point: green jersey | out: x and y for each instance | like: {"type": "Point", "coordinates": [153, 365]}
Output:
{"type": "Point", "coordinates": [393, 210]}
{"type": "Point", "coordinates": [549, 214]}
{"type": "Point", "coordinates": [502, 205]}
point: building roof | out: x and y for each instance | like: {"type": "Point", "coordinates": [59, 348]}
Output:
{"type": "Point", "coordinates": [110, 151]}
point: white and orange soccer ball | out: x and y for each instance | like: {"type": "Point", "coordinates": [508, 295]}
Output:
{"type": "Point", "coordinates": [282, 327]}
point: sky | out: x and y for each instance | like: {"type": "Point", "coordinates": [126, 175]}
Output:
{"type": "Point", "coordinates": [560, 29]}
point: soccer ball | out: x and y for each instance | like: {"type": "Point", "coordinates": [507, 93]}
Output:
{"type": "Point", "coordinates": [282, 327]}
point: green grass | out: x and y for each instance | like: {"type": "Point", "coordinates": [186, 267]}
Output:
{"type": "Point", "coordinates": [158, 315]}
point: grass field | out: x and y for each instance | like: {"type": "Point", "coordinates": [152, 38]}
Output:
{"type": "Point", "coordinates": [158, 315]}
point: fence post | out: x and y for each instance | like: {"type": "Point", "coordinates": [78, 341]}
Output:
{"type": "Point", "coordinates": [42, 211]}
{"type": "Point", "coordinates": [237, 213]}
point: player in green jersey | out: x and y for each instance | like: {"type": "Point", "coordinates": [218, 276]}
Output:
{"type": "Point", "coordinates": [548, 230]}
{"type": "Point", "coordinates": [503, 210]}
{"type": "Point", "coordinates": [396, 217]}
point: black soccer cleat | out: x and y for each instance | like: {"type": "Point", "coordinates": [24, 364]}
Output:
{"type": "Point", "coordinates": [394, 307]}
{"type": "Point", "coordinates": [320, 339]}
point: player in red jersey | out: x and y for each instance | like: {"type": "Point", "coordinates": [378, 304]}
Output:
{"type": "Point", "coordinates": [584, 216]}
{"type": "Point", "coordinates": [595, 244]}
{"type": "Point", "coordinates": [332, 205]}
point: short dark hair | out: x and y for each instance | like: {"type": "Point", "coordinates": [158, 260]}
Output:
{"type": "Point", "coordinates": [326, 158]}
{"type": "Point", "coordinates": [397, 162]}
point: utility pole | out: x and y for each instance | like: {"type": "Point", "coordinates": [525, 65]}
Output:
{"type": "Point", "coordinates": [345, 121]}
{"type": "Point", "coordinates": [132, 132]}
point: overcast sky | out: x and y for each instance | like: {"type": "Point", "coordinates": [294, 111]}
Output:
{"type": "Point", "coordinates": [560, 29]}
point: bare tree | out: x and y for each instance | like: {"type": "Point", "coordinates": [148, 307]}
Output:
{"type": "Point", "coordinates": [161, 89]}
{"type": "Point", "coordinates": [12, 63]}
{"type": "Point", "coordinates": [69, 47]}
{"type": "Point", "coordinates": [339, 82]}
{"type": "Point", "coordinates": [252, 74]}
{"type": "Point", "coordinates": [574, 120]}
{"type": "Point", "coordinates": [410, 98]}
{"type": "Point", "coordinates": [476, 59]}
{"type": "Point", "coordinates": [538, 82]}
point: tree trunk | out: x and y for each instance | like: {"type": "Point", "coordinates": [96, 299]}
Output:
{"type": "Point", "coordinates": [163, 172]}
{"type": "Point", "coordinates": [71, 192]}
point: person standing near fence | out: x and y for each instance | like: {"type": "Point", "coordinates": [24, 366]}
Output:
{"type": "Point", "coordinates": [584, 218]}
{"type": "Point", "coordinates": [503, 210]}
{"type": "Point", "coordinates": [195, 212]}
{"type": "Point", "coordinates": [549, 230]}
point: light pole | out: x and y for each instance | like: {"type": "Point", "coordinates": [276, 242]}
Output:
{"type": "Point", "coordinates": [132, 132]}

+---+

Problem details: Copy all of the material above word for word, keeping every line unchanged and in its original order.

Task output:
point: green jersey | out: x and y for each instance | like: {"type": "Point", "coordinates": [153, 365]}
Output:
{"type": "Point", "coordinates": [393, 210]}
{"type": "Point", "coordinates": [549, 214]}
{"type": "Point", "coordinates": [502, 205]}
point: building roof | out: x and y for each instance | like: {"type": "Point", "coordinates": [59, 348]}
Output:
{"type": "Point", "coordinates": [110, 151]}
point: white and orange soccer ball | out: x and y for each instance | like: {"type": "Point", "coordinates": [508, 295]}
Output:
{"type": "Point", "coordinates": [282, 327]}
point: sky | out: x and y for each instance | like: {"type": "Point", "coordinates": [126, 175]}
Output:
{"type": "Point", "coordinates": [560, 29]}
point: soccer ball | out: x and y for each instance | like: {"type": "Point", "coordinates": [507, 93]}
Output:
{"type": "Point", "coordinates": [282, 327]}
point: green grass | out: x and y for each instance | like: {"type": "Point", "coordinates": [186, 267]}
Output:
{"type": "Point", "coordinates": [158, 315]}
point: grass field | out: x and y for each instance | like: {"type": "Point", "coordinates": [152, 38]}
Output:
{"type": "Point", "coordinates": [158, 315]}
point: fence post | out: x and y for each instance | like: {"type": "Point", "coordinates": [78, 341]}
Output:
{"type": "Point", "coordinates": [42, 211]}
{"type": "Point", "coordinates": [237, 213]}
point: player in green jersey | out: x and y for each instance | like: {"type": "Point", "coordinates": [218, 276]}
Output:
{"type": "Point", "coordinates": [548, 230]}
{"type": "Point", "coordinates": [503, 210]}
{"type": "Point", "coordinates": [396, 217]}
point: black soccer cleat | out: x and y for each instance | like: {"type": "Point", "coordinates": [24, 364]}
Output:
{"type": "Point", "coordinates": [394, 307]}
{"type": "Point", "coordinates": [320, 339]}
point: player in red jersey | out: x and y for each instance | like: {"type": "Point", "coordinates": [378, 304]}
Output:
{"type": "Point", "coordinates": [584, 216]}
{"type": "Point", "coordinates": [595, 244]}
{"type": "Point", "coordinates": [332, 205]}
point: short dark hair | out: x and y for each instance | like: {"type": "Point", "coordinates": [158, 260]}
Output:
{"type": "Point", "coordinates": [326, 158]}
{"type": "Point", "coordinates": [397, 162]}
point: utility pole | out: x and y for each instance | like: {"type": "Point", "coordinates": [525, 65]}
Output:
{"type": "Point", "coordinates": [345, 121]}
{"type": "Point", "coordinates": [132, 132]}
point: overcast sky | out: x and y for each instance | like: {"type": "Point", "coordinates": [294, 111]}
Output:
{"type": "Point", "coordinates": [560, 29]}
point: bare tree | out: x and y for each instance | like: {"type": "Point", "coordinates": [148, 307]}
Output:
{"type": "Point", "coordinates": [161, 89]}
{"type": "Point", "coordinates": [12, 63]}
{"type": "Point", "coordinates": [69, 47]}
{"type": "Point", "coordinates": [339, 82]}
{"type": "Point", "coordinates": [252, 74]}
{"type": "Point", "coordinates": [574, 120]}
{"type": "Point", "coordinates": [410, 98]}
{"type": "Point", "coordinates": [476, 59]}
{"type": "Point", "coordinates": [538, 82]}
point: tree trunk | out: x and y for each instance | like: {"type": "Point", "coordinates": [96, 299]}
Output:
{"type": "Point", "coordinates": [163, 172]}
{"type": "Point", "coordinates": [71, 192]}
point: person standing near fence | out: x and y for each instance | like: {"type": "Point", "coordinates": [24, 366]}
Output:
{"type": "Point", "coordinates": [584, 218]}
{"type": "Point", "coordinates": [503, 210]}
{"type": "Point", "coordinates": [195, 212]}
{"type": "Point", "coordinates": [549, 230]}
point: light pole | out: x and y for each instance | like: {"type": "Point", "coordinates": [276, 242]}
Output:
{"type": "Point", "coordinates": [132, 132]}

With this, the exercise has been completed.